Copy the data from its first line through the line that contains "[196,765,428,1015]", with both ends included, and multiply every bounding-box coordinate by 0.9, rounding to whole numbers with halves rounded up. Keep every other line unchanged, and leave the pictures out.

----------

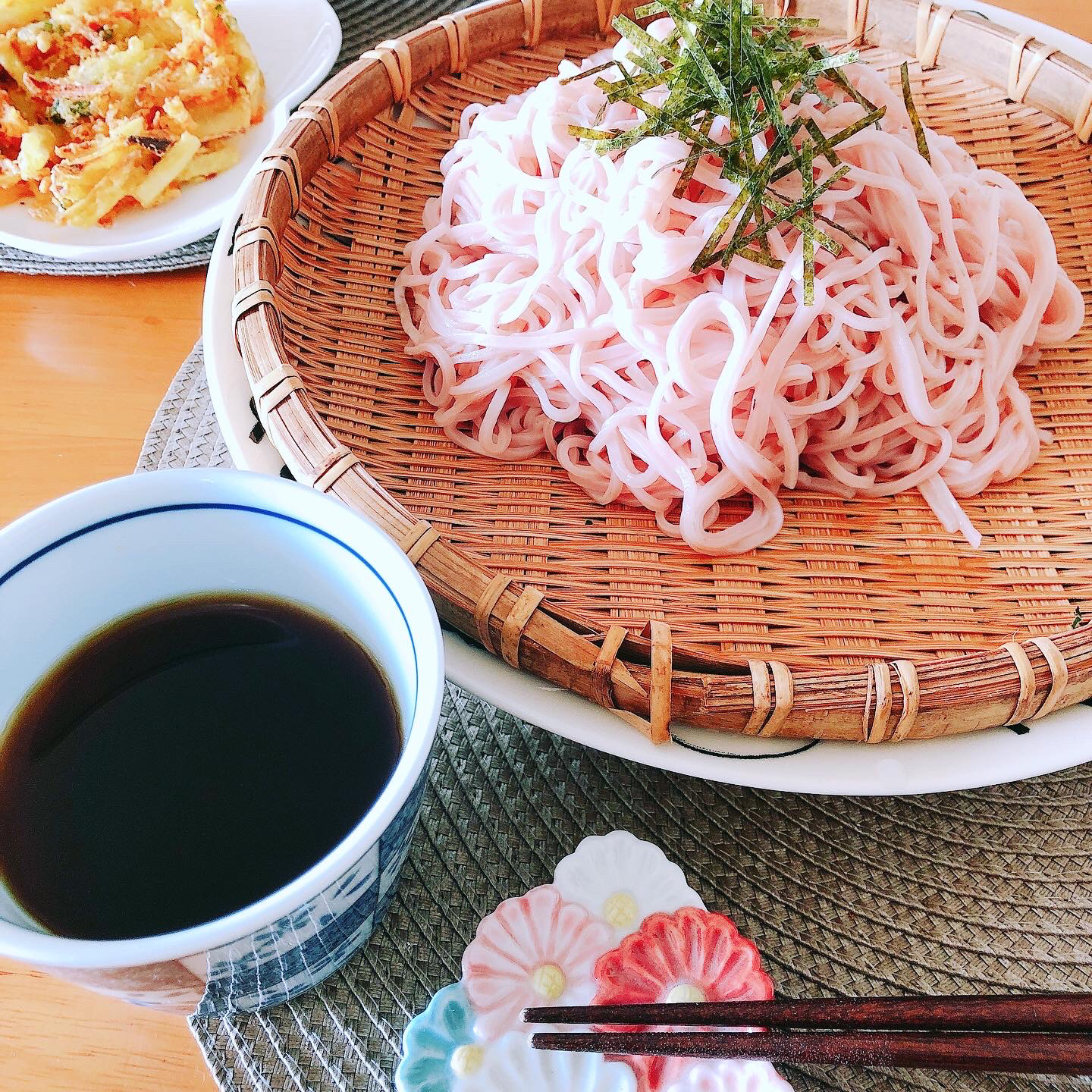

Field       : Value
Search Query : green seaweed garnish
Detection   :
[900,61,933,164]
[564,0,886,292]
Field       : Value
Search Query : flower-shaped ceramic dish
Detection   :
[0,0,342,262]
[395,830,792,1092]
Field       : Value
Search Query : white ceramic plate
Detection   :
[204,5,1092,796]
[0,0,342,262]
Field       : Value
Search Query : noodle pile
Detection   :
[397,40,1083,554]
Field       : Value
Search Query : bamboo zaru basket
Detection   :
[234,0,1092,742]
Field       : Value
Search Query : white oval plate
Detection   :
[0,0,342,262]
[203,5,1092,796]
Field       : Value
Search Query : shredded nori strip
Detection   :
[900,61,933,164]
[564,0,882,290]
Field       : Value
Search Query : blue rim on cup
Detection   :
[0,469,444,1015]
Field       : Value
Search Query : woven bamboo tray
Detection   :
[234,0,1092,742]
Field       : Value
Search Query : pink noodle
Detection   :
[397,42,1084,554]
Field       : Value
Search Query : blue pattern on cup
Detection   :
[196,765,428,1015]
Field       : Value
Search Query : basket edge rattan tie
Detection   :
[233,0,1092,742]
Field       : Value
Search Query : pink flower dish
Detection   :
[463,884,613,1040]
[666,1058,792,1092]
[593,906,774,1092]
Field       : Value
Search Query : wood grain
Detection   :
[0,270,204,524]
[0,0,1092,1092]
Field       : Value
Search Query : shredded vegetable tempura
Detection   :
[0,0,264,228]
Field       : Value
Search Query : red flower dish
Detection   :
[594,906,774,1092]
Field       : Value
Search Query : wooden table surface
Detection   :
[0,0,1092,1092]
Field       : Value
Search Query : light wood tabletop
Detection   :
[0,0,1092,1092]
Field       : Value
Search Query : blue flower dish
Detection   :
[394,982,474,1092]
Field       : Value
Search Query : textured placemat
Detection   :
[0,0,471,276]
[140,346,1092,1092]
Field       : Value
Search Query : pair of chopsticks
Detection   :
[523,993,1092,1075]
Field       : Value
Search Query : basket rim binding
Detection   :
[233,0,1092,742]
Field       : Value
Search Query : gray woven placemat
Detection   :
[0,0,469,276]
[140,346,1092,1092]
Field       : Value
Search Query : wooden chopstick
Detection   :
[531,1030,1092,1075]
[523,993,1092,1032]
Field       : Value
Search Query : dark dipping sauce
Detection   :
[0,593,402,940]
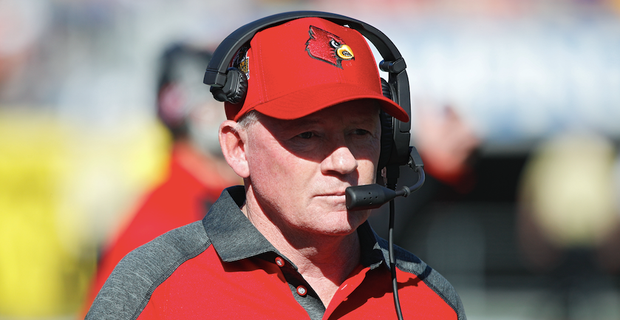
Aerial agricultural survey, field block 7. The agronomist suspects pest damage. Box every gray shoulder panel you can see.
[378,238,467,320]
[85,221,211,319]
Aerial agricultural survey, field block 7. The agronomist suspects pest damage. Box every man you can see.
[87,14,465,319]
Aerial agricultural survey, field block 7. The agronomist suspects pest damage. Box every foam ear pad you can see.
[211,68,248,104]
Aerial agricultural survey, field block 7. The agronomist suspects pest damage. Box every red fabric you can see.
[225,18,409,122]
[83,152,229,315]
[138,246,457,320]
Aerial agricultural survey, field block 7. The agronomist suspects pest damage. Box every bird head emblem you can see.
[306,26,355,69]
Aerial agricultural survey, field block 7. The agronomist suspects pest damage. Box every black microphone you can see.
[345,166,426,210]
[345,148,426,210]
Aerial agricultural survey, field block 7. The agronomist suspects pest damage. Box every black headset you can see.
[203,11,411,172]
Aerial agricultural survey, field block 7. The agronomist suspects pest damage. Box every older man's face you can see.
[245,100,381,235]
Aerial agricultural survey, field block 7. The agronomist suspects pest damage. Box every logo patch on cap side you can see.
[306,25,355,69]
[231,45,250,80]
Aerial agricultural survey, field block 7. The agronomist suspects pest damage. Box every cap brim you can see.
[245,83,409,122]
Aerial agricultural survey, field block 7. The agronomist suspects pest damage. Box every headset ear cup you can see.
[377,78,393,175]
[211,68,248,104]
[222,68,248,104]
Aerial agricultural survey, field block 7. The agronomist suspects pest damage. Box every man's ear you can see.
[219,120,250,179]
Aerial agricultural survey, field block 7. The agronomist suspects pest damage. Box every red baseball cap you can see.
[225,18,409,122]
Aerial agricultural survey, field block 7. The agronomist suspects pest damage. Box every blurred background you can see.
[0,0,620,320]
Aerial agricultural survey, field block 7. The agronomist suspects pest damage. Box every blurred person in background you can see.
[517,132,620,319]
[84,43,240,312]
[369,102,481,244]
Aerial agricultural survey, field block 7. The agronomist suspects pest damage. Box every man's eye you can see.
[297,132,314,139]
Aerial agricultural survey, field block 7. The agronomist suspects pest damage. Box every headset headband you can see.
[203,11,411,165]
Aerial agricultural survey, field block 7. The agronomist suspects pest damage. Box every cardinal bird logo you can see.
[306,26,355,69]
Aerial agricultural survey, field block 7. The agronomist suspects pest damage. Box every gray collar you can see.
[202,186,385,269]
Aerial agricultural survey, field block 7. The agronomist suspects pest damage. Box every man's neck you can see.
[242,198,360,307]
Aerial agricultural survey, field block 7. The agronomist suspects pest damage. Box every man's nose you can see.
[321,146,357,174]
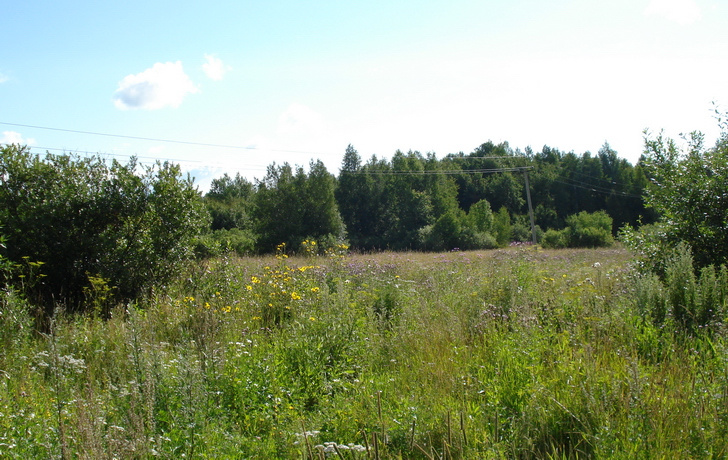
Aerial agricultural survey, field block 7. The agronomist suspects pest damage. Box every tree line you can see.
[200,142,655,254]
[7,122,728,313]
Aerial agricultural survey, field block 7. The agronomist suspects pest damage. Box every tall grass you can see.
[0,247,728,459]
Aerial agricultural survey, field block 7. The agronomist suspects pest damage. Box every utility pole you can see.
[523,168,538,244]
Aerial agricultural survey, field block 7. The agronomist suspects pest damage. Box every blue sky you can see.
[0,0,728,190]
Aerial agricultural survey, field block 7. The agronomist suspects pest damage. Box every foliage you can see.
[541,211,614,248]
[492,207,513,246]
[635,243,728,334]
[195,227,256,258]
[644,123,728,267]
[7,246,728,460]
[253,161,344,252]
[0,145,207,311]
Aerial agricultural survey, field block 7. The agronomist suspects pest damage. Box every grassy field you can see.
[0,247,728,459]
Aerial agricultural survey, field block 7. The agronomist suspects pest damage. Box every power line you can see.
[350,166,532,176]
[0,121,328,155]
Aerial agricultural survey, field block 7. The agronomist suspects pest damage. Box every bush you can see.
[644,126,728,267]
[195,228,255,259]
[541,211,614,249]
[566,211,614,248]
[541,228,569,249]
[0,145,208,311]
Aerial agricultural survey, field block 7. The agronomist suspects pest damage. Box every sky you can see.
[0,0,728,192]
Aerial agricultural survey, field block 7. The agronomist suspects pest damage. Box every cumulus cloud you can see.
[114,61,199,110]
[0,131,35,145]
[278,104,324,135]
[645,0,702,25]
[202,54,231,81]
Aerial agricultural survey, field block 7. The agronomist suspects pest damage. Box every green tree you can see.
[644,126,728,266]
[0,145,209,309]
[253,161,344,252]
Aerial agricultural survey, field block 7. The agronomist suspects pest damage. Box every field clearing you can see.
[0,247,728,459]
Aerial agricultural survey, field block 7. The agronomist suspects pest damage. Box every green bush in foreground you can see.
[0,145,207,312]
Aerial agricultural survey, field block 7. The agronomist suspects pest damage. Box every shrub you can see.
[566,211,614,248]
[644,126,728,267]
[541,211,614,248]
[0,145,207,311]
[541,228,569,249]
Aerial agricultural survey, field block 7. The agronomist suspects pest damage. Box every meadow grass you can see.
[0,247,728,459]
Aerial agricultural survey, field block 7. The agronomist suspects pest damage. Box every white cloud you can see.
[114,61,199,110]
[0,131,35,145]
[202,54,231,81]
[645,0,702,25]
[278,103,324,135]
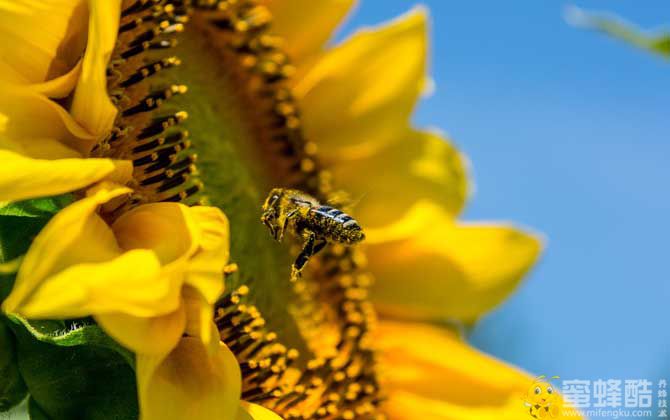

----------

TASK RESULT:
Field       : Value
Search Query : green seaweed garnish
Detection   :
[810,55,840,148]
[508,0,797,263]
Field       : Value
Search Query : flower-shaped ceramic dish
Detection   :
[0,0,308,236]
[356,747,713,983]
Field       : Value
Search Query : white ceramic plate
Detection   :
[184,5,983,716]
[0,0,308,236]
Field       : Value
Search Query : noodle pile
Detection   :
[357,36,975,499]
Field       : Value
Search Query : bamboo zaru basket
Detection   :
[211,0,983,668]
Field       : Value
Search Query : white oval plate
Detection   :
[0,0,308,236]
[183,5,983,716]
Field       : Value
Search Query : shredded nori strip
Detection   :
[810,55,840,148]
[508,0,794,261]
Field       : Value
Search Query : blue rim on cup
Detection   :
[0,422,400,914]
Field       : Value
Search Query : woven bamboo tray
Detection   :
[211,0,983,668]
Field       : Value
Search Query : pink noodle
Detection   :
[357,38,976,499]
Field       : Value
Search Query : blue pattern on cup
Detection   :
[176,689,385,914]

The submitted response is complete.